**The task:**
Locate each line in the data below that contains the string "chair" (case-sensitive) and copy those lines verbatim.

**Material provided:**

>> start

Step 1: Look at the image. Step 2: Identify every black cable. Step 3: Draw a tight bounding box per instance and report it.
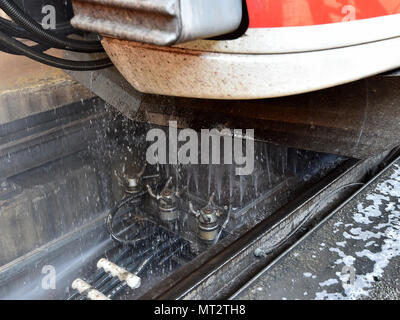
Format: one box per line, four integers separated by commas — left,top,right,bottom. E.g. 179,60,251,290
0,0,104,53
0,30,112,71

>> end
>> start

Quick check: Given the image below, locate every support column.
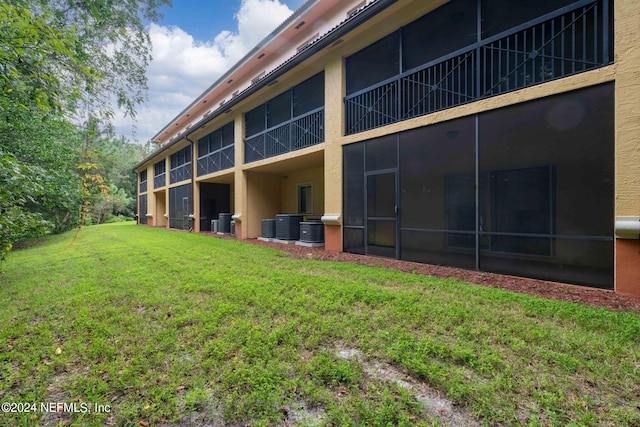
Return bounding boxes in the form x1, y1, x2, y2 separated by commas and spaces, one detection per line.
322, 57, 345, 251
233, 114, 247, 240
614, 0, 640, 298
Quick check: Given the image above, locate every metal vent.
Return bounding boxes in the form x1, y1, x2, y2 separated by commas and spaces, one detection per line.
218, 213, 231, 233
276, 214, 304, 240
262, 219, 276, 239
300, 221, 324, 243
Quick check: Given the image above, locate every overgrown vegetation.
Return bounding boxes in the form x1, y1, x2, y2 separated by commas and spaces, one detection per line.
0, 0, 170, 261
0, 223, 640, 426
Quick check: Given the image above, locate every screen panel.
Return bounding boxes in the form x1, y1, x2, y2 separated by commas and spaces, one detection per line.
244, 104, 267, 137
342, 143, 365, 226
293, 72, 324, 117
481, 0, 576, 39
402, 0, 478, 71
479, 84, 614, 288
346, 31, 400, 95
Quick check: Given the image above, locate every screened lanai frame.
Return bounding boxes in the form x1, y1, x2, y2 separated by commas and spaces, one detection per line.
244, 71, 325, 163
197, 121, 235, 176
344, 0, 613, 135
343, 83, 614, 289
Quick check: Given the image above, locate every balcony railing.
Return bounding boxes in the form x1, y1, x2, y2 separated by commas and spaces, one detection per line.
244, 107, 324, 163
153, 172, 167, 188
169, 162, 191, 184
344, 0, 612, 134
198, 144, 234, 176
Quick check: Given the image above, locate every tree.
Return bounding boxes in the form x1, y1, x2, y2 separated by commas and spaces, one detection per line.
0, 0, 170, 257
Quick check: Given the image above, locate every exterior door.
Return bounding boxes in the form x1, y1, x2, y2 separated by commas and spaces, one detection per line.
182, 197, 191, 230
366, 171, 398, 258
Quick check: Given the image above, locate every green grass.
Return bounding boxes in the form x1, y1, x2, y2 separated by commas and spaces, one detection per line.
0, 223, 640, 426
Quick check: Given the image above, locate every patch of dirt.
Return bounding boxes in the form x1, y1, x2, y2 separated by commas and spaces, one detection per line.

>> end
>> start

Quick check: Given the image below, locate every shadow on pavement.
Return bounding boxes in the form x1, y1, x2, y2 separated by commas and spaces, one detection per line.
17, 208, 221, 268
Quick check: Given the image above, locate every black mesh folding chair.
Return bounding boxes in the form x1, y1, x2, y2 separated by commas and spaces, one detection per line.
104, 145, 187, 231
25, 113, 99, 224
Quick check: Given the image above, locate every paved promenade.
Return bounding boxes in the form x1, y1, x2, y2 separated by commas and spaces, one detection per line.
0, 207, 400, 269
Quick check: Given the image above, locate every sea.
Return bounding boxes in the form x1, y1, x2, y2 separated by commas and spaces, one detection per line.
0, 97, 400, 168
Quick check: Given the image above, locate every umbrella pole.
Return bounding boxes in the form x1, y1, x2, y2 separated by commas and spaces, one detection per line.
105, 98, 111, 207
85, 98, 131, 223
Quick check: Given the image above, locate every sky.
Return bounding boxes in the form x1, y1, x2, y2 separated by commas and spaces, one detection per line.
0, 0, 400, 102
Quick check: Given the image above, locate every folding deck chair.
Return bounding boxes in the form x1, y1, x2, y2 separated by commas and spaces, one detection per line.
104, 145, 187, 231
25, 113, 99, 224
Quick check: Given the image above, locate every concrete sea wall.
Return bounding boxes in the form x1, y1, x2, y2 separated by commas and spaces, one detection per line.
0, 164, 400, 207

>> end

**Written answer:**
Quick check: Given the image above, locate every black mesh folding chair.
Quick check: Given the image above, locate every folding deck chair.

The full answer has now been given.